• Stated goal
Copy the lines starting with the one containing "Exercise. Mark every instance of the flower" and going on through the one containing "46), (261, 10)]", replacing "green leaf" with "broad leaf" and keeping everything else as it is.

========================================================================

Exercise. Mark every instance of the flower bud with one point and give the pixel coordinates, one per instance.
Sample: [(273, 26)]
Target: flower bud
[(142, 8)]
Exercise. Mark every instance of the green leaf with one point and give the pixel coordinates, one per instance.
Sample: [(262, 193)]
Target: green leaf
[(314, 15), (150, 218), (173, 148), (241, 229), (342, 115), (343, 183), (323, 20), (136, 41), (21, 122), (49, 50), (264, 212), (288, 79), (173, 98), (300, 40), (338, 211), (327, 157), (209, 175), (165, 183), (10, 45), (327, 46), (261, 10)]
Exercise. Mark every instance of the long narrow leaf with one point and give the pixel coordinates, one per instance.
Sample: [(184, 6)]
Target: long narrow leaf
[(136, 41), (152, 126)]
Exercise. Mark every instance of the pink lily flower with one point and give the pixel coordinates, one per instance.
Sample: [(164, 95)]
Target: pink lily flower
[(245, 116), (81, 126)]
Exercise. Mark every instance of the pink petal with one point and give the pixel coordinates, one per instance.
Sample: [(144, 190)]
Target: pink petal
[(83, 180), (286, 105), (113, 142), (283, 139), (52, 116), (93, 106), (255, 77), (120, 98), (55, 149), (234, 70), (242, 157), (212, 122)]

========================================================================

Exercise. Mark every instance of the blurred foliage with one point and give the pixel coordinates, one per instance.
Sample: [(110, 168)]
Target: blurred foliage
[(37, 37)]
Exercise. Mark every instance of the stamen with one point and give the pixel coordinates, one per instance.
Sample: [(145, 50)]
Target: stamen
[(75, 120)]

========================================================================

• Complete answer
Exercise. Mark every instance of the flower bud with one point and give the pixel coordinates, one per instance.
Sample: [(273, 26)]
Target: flower bud
[(142, 8)]
Exercise. Mark every instance of the broad leaf with one point and give the pixel coordinates, one per instance.
Sample: [(262, 193)]
Target: broad leaf
[(314, 15), (150, 218), (173, 148), (241, 229), (342, 115), (343, 183), (323, 20), (136, 41), (21, 122), (49, 50), (264, 212), (288, 79), (173, 98), (300, 40), (338, 211), (327, 157), (209, 175), (165, 183), (10, 45), (327, 46), (261, 10)]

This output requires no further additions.